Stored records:
+===+

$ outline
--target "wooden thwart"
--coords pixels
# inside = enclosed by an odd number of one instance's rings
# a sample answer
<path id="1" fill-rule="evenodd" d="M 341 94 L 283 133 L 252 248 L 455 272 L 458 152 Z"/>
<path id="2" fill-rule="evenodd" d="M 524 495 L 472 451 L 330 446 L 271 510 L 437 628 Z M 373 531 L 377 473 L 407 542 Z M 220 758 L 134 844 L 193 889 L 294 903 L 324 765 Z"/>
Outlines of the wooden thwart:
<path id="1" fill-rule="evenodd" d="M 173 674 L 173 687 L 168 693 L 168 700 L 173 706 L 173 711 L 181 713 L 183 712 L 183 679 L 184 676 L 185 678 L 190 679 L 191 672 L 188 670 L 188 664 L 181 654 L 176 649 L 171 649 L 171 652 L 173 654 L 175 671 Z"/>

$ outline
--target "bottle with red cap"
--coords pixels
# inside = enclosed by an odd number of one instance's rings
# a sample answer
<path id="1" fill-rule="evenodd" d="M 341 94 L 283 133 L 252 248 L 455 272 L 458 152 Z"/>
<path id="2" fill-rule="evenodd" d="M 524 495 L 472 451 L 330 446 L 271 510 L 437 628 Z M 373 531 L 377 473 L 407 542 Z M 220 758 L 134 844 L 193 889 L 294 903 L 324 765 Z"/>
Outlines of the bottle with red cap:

+===+

Copy every entry exactly as it is given.

$ outline
--target "wooden thwart"
--coords pixels
# inside = enclosed by an odd number of one instance's rings
# a sample answer
<path id="1" fill-rule="evenodd" d="M 341 94 L 283 133 L 252 248 L 455 272 L 458 152 Z"/>
<path id="2" fill-rule="evenodd" d="M 524 495 L 472 451 L 330 446 L 271 510 L 437 628 Z M 373 531 L 377 473 L 407 542 Z M 220 758 L 134 844 L 193 889 L 294 903 L 324 765 Z"/>
Outlines of the wooden thwart:
<path id="1" fill-rule="evenodd" d="M 173 674 L 173 687 L 168 693 L 168 700 L 173 706 L 173 711 L 181 713 L 183 712 L 183 679 L 184 676 L 185 678 L 190 679 L 191 672 L 188 670 L 188 664 L 181 654 L 176 649 L 171 649 L 171 652 L 173 654 L 175 671 Z"/>

$ outline
--target "bottle with red cap"
--coords pixels
# inside = enclosed by an odd number of one instance's rings
# a sample answer
<path id="1" fill-rule="evenodd" d="M 341 94 L 283 133 L 252 248 L 455 272 L 458 152 Z"/>
<path id="2" fill-rule="evenodd" d="M 524 495 L 472 451 L 330 446 L 271 510 L 437 628 Z M 373 531 L 377 473 L 407 542 Z M 220 758 L 134 844 L 193 889 L 294 903 L 324 765 Z"/>
Outlines of the bottle with red cap:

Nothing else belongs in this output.